Task to carry out
In the entries below, find each line where the word "outline" appears and give only the total count of such lines.

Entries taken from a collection
★ ★ ★ ★

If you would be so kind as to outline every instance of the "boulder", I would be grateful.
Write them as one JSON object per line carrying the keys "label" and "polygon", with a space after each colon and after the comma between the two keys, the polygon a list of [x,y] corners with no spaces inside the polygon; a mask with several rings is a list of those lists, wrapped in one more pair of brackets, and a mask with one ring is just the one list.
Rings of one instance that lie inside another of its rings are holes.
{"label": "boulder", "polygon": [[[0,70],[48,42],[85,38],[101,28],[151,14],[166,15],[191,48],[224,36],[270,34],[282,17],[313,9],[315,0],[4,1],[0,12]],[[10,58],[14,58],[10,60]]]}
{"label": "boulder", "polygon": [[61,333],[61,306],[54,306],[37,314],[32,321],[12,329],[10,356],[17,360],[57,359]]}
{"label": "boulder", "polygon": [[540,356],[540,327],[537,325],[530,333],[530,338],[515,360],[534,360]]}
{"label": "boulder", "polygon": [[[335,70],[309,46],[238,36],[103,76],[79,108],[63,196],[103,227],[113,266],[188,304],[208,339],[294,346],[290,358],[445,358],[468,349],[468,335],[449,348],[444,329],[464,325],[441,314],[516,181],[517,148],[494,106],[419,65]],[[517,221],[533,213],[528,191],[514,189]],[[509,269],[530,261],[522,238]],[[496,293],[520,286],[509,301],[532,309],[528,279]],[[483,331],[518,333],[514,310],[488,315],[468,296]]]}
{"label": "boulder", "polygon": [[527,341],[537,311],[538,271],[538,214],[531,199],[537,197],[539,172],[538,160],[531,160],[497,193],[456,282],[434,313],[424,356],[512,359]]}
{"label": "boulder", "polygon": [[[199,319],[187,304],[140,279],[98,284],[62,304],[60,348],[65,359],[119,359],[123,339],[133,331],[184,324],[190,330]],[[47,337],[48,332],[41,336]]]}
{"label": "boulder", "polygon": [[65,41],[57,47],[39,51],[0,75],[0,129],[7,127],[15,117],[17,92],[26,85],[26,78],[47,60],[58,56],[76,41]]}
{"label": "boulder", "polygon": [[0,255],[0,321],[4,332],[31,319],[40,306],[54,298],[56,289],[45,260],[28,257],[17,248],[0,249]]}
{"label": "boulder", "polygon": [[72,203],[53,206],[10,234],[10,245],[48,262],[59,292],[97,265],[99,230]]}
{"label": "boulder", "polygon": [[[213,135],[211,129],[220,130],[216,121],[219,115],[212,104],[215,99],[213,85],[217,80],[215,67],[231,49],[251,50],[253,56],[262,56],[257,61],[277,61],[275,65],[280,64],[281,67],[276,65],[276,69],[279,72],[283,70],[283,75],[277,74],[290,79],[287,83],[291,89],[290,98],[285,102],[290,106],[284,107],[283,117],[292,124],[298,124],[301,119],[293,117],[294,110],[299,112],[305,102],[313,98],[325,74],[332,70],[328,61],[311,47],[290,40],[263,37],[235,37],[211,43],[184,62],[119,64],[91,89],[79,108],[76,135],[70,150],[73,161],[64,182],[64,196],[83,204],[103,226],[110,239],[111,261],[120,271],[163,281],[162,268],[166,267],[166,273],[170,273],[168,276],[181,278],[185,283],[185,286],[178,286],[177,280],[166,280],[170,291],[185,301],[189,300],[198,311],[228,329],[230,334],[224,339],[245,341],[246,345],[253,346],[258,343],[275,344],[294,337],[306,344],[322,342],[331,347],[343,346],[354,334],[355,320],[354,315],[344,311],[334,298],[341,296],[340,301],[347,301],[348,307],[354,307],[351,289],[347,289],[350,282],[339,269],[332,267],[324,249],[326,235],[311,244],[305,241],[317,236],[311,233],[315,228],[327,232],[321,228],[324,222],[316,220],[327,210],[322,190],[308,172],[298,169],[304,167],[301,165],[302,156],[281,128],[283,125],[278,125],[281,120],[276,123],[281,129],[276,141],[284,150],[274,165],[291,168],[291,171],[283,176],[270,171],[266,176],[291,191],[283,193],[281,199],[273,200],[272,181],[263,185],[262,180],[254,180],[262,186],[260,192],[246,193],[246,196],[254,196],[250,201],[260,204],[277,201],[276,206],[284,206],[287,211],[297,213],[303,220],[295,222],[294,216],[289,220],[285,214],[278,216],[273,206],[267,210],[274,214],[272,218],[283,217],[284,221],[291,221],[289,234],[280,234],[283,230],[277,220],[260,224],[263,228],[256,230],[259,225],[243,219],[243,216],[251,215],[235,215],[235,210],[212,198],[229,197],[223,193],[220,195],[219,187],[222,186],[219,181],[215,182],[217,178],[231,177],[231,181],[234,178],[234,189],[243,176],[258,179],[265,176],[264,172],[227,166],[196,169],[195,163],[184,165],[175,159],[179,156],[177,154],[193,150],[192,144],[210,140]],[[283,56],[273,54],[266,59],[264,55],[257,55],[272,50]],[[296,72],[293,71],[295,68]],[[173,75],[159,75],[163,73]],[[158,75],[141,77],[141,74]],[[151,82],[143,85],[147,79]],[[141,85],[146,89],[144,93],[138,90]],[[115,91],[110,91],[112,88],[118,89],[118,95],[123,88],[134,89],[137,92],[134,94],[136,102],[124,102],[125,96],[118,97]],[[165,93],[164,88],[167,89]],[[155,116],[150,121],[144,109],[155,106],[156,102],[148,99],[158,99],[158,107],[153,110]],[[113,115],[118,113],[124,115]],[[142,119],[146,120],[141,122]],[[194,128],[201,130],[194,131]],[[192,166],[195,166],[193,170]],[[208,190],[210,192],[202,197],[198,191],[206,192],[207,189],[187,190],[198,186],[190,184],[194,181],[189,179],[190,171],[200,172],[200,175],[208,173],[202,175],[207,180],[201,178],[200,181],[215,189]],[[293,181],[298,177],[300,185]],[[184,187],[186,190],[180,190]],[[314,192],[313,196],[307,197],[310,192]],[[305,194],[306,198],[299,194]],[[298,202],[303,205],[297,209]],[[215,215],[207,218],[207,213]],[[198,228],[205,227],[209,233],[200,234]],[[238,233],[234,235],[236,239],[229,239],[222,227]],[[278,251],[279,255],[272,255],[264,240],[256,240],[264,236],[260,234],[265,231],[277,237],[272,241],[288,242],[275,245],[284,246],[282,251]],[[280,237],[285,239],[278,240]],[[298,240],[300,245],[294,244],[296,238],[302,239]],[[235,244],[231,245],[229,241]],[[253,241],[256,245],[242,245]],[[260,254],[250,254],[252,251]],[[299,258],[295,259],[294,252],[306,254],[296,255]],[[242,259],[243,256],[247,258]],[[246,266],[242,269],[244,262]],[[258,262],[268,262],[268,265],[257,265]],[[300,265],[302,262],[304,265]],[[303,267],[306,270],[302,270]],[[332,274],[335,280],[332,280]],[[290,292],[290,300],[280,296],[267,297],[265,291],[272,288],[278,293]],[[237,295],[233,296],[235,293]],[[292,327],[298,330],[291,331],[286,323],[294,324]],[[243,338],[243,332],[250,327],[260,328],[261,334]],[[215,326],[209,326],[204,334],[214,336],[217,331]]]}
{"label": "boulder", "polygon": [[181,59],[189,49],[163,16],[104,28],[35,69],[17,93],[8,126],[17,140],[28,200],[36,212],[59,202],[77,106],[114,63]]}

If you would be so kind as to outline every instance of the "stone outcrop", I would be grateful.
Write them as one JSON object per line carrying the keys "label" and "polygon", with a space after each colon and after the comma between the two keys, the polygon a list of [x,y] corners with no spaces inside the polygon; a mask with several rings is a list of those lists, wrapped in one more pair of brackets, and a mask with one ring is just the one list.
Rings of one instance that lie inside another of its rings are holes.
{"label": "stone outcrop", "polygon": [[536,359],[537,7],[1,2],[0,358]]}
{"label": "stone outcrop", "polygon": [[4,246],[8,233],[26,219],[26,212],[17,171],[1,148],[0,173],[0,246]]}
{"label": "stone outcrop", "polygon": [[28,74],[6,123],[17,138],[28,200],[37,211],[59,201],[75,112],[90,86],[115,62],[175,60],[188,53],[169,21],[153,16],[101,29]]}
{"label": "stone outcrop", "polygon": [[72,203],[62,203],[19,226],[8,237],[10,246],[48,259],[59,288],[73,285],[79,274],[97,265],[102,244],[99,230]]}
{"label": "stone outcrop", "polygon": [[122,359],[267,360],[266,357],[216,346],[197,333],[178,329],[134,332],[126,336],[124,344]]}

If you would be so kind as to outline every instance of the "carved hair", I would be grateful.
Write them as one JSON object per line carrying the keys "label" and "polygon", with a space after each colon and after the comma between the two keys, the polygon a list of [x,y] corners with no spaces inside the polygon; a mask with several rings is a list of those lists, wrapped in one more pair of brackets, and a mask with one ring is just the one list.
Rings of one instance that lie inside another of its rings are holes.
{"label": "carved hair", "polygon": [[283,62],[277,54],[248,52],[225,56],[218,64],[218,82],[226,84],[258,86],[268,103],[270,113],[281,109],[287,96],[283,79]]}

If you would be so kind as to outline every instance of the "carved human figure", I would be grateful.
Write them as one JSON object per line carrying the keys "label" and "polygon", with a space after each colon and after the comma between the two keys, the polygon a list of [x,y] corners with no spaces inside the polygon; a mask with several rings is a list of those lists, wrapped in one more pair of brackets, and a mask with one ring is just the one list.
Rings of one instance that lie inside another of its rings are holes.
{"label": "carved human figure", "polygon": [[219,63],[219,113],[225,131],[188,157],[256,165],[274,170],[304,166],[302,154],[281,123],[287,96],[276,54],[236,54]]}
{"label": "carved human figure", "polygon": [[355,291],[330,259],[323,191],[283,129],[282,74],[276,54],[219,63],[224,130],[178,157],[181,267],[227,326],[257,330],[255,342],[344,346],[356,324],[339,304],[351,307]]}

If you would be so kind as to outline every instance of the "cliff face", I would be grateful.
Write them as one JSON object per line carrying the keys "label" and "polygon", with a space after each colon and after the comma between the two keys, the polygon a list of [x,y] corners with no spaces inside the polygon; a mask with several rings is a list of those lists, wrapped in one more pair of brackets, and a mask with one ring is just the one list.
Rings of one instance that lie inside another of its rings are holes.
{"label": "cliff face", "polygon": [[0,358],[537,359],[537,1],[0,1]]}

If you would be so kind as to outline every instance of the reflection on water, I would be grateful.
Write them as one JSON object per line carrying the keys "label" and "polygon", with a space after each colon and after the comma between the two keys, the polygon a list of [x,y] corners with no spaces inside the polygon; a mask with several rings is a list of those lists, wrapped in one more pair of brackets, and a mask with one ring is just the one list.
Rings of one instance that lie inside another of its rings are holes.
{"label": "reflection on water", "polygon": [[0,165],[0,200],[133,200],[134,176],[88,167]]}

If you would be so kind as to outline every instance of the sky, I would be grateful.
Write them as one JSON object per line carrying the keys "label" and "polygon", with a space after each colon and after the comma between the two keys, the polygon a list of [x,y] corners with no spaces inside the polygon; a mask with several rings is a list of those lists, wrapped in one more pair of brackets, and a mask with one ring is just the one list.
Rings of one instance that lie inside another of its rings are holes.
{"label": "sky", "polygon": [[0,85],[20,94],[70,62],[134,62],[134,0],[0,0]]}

★ ★ ★ ★

Exercise response
7